**Task list:**
- A) In the SP4RX review, rewrite the part that opens with the words containing "sp4rx, wren mcdonald, nobrow, december" and closes with "by Nobrow Press.", putting "the publisher" in place of "Nobrow Press".
- B) According to the SP4RX review, what colors is the book drawn in?
- C) Can you condense the paragraph of the SP4RX review that begins "The look and feel of SP4RX" into a short bulleted list that keeps its main facts?

Review: Wren McDonald’s SP4RX

sp4rx, wren mcdonald, nobrow, december 2016

SP4RX

Wren McDonald
Nobrow Press
December 2016
Disclaimer: This review is based on a copy provided by Nobrow Press.

SP4RX is a world you’re familiar with. Punky cyborg hackers eke out a living in squats shadowed by glittering towers while robots and AI are pushing more and more of the working class into the underclass. What makes SP4RX different from most cyberpunk utopias is its unpretentious, upbeat aesthetic, and dry humour. It’s a YA cyberpunk dystopia that plays to genre expectations while also sending them up, and one that looks straight into the darkest parts of contemporary life and cracks a joke about its tragedy.

The look and feel of SP4RX is the first thing that struck me. WWAC contributors can attest to how much time I spent raving about the colouring and lettering during my first read. Once I received my hardcopy from NoBrow, I raved all over again. While SP4RX isn’t a comic carried by its aesthetic, or one that’s all aesthetic (like Kelly Kwan’s issue of Frontier, for example), Wren McDonald’s colour, design, and font decisions are vital to narrative’s success. It’s part of what gives SP4RX, actually a rather sad story, life and light.

The book is a two colour dream: it’s all rounded corners in warm purples and grey grey grey. The robots, computers, vehicles, and other technology are rendered with retro-futurist smoothness, hard lines exchanged for cute robots, high drama for sound effects and gags. McDonald’s “naive” style — faces simplified to the utmost, figures lacking detail and body language and expression cranked up to Vaudeville obviousness — combined with his clean colour palette makes for a striking comic. It’s comfortable, even welcoming, in a way that few cyberpunk works are. McDonald’s punks seem grumpy. His doms and dommes — because of course there was going to be someone jacked up in leather — seem cute until they kill. Well…cute even when they do kill. It’s not that SP4RX has a soft touch or flinches at depicting violence. Dicks, robot dismemberment, and generally foul behaviour are depicted on the first few pages. It’s a cyberpunk dystopia seen through the eyes of society’s disaffected rebels and things suck. But not in living detail — some of the worst violence in the comic happens offscreen. However, SP4RX doesn’t hold back on dark ends — it’s the kind of comic that kills the dog and then gives you a sad emoji, oh noes, oh noes. ???? That is to say that while McDonald is busy doing biting social satire and depicting personal and state violence, it’s not gratuitous — his aesthetic decisions allow him to depict violence without it being repellent, and to get mean without it being depressing. It’s the same effect that works so well in Looney Toons — SP4RX is less slapstick and more nasty but it’s still quite funny.

**Listed entries:**
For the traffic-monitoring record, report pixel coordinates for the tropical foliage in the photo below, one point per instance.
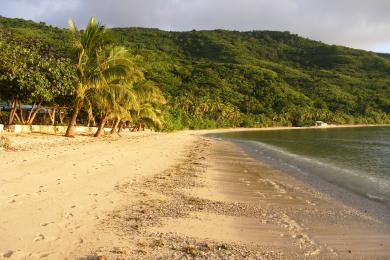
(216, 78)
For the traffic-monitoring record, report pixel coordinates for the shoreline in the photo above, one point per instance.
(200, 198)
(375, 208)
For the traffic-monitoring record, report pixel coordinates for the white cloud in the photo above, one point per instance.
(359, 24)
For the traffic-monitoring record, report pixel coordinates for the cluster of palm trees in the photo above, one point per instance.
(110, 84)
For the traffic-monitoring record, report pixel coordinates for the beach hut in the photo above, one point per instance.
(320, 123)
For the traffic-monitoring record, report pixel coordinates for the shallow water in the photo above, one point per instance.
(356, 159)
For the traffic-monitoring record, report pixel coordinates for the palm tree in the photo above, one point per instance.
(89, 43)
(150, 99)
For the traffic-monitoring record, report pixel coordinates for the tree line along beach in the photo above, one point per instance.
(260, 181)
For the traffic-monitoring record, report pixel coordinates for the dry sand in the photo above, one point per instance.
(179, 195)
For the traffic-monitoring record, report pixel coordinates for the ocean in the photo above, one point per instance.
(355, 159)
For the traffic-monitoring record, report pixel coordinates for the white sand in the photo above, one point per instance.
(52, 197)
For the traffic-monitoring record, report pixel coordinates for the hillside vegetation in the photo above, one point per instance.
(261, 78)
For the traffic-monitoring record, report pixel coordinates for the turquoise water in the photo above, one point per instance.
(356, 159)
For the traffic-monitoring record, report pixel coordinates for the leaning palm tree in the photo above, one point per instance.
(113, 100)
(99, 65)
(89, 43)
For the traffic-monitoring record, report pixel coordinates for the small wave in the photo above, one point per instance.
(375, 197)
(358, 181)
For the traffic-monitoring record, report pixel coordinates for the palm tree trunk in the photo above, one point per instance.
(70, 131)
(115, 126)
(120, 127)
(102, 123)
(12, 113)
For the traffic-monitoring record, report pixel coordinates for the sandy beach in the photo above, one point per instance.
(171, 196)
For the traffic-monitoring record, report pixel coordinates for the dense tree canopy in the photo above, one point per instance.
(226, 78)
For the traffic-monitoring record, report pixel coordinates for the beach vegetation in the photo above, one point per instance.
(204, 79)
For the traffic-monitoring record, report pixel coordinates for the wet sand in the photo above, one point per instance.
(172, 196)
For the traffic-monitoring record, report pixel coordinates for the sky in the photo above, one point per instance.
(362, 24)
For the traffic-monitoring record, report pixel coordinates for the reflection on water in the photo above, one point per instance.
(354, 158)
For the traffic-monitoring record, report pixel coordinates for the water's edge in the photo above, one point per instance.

**Responses by task:**
- A)
sp4rx, wren mcdonald, nobrow, december 2016

SP4RX

Wren McDonald
the publisher
December 2016
Disclaimer: This review is based on a copy provided by the publisher.

- B) Warm purples and grey.

- C)
- The look and feel of SP4RX was the first thing that struck the reviewer.
- The reviewer raved about the coloring and lettering on a first read, and again after receiving the hardcopy from NoBrow.
- SP4RX isn't carried by its aesthetic, but Wren McDonald's color, design, and font choices are vital to the narrative's success.
- These choices give a rather sad story life and light.